Problem -> Take nothing but the lines from the one with "Looking at the image below, identify the dark" through the one with "Format each box like 599;296;638;650" in the entries below, both ends kept, and return them exactly with pictures left out.

Records for processing ->
---------------

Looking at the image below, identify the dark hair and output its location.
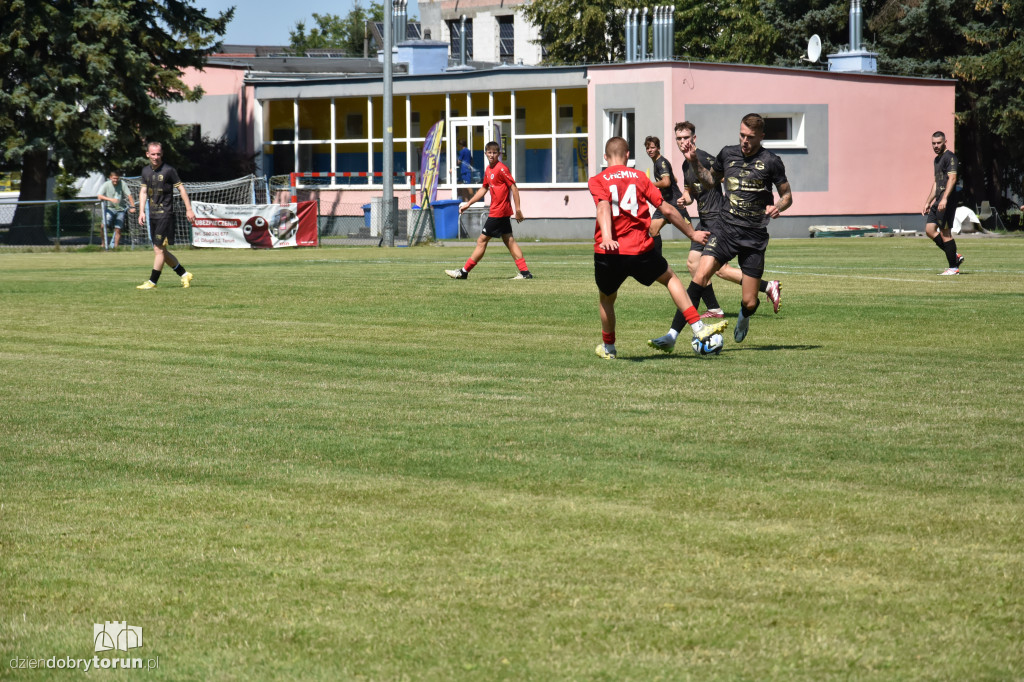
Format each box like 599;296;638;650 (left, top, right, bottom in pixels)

---------------

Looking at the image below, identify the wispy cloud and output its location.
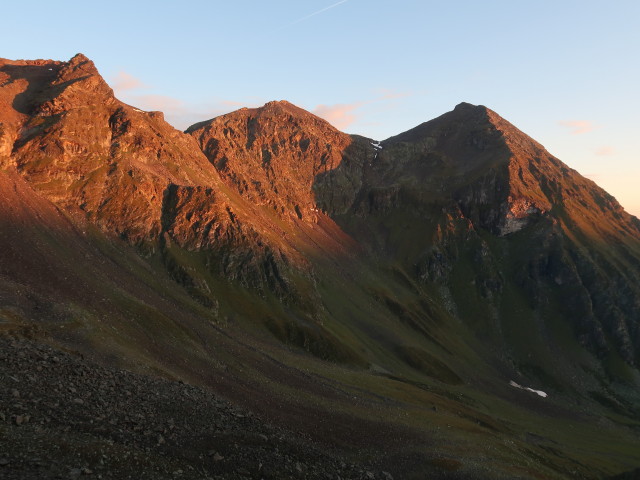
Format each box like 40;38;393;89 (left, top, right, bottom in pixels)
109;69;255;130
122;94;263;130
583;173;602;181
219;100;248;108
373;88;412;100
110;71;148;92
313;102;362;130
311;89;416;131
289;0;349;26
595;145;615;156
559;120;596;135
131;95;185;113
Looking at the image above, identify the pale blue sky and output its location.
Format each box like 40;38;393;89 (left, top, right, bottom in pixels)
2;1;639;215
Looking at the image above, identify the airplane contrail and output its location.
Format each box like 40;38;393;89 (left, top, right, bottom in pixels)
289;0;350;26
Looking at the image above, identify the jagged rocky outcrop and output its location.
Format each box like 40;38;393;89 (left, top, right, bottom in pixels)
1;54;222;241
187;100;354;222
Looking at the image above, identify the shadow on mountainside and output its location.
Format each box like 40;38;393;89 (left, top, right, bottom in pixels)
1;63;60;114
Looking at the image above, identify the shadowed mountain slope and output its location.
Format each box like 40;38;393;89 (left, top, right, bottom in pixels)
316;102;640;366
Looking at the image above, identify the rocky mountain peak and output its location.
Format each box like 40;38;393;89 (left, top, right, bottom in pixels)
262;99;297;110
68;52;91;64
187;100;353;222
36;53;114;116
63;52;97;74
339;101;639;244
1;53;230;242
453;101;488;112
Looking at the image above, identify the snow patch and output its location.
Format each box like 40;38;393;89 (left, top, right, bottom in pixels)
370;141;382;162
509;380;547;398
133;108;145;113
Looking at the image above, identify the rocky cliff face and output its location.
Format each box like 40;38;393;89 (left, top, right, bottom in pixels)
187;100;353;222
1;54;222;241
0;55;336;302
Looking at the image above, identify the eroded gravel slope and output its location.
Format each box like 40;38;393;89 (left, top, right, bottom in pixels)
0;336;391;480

---------------

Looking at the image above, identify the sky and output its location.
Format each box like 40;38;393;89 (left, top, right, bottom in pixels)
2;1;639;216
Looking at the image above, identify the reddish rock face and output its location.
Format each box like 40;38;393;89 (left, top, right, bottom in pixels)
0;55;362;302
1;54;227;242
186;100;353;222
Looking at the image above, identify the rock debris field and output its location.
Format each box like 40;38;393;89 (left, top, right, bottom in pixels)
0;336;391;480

---------------

Answer to this exercise ->
Looking at the image below, identify the dark hair and output its location.
Format each box like 599;296;638;650 (left, top, right, bottom in pixels)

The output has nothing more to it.